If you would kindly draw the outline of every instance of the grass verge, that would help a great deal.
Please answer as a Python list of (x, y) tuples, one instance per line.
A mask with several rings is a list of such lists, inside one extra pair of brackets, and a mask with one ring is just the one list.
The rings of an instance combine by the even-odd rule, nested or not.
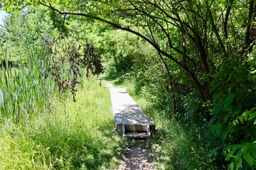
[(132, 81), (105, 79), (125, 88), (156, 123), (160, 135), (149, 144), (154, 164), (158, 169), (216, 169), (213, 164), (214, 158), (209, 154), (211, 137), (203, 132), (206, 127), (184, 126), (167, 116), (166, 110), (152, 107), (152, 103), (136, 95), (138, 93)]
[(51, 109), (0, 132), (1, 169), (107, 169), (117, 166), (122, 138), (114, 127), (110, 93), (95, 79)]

--

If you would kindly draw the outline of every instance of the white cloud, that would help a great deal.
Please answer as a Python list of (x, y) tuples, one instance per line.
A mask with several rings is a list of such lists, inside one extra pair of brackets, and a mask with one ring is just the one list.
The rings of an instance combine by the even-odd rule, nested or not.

WRITTEN INSTRUCTION: Rewrite the lines from the line containing "verge, that would help a great deal." up to and including the line containing "93), (95, 79)]", with the requests unchanged and every polygon vertex coordinate in the answers multiplied by 0.85 and rounded to a whole number, halves rounded up. Omit the pictures.

WRITTEN SOLUTION:
If you would kindly draw the outline of every instance of the grass verge, that would help a great deal.
Please answer as a Python list of (x, y) tuples, one instance per line.
A mask with several rings is a list of such lists, inside one extra pair of brackets, and a mask with one ring is just the one list.
The rings of an instance combine by the even-odd rule, nested or not.
[(112, 69), (89, 67), (106, 75), (133, 105), (136, 115), (127, 122), (131, 139), (134, 144), (184, 144), (181, 139), (182, 134), (178, 131), (179, 116), (173, 112), (175, 108), (156, 107), (142, 99), (141, 94), (129, 91), (129, 88), (116, 81), (117, 79)]
[(43, 93), (0, 112), (1, 144), (91, 144), (99, 141), (104, 117), (97, 108), (94, 79), (81, 67)]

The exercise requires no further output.